Given records >>
______________________________

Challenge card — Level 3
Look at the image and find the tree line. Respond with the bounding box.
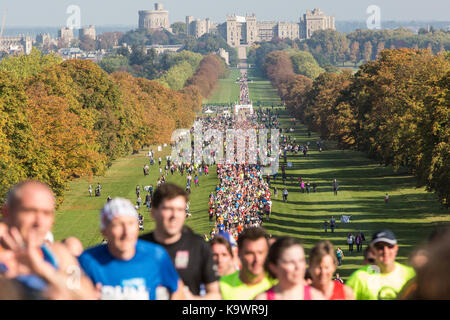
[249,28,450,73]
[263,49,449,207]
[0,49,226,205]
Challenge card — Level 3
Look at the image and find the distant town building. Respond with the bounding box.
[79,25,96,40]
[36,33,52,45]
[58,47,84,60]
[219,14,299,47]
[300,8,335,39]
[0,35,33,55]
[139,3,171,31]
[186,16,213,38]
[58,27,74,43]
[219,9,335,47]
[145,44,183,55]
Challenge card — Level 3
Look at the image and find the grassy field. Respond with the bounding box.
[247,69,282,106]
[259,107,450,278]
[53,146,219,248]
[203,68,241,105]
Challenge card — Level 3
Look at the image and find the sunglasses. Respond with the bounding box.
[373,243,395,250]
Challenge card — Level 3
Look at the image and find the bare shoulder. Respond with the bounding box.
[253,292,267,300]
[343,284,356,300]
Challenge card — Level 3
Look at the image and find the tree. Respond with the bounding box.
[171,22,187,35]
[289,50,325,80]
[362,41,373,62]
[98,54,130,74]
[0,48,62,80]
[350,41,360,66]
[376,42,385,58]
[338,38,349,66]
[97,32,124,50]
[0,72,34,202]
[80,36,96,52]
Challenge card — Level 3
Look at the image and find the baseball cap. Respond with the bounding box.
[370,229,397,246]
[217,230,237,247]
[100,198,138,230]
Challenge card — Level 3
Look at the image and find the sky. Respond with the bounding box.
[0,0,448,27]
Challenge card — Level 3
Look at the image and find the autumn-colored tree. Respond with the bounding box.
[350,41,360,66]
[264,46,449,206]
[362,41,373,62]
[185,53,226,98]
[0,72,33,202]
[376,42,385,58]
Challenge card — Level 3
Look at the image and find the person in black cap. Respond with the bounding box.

______________________________

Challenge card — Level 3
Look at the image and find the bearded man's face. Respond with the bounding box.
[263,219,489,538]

______________________________

Problem statement >> Using the data above, extract exactly the lines from the one that holds "Look at the image and find the sky." to the one that holds "Look at the image and find the person", both ends included, and no others.

Reply >>
Look at the image and find the sky. Respond with the bounding box.
[0,0,448,27]
Challenge card — Level 3
Look at the image and find the autumn-colored tree. Respond with the bounding box.
[350,41,360,66]
[264,46,449,206]
[362,41,373,62]
[185,53,226,98]
[0,72,33,202]
[376,42,385,58]
Challenge card — Level 3
Look at the image and find the person in black cap. Respond with the bounding box.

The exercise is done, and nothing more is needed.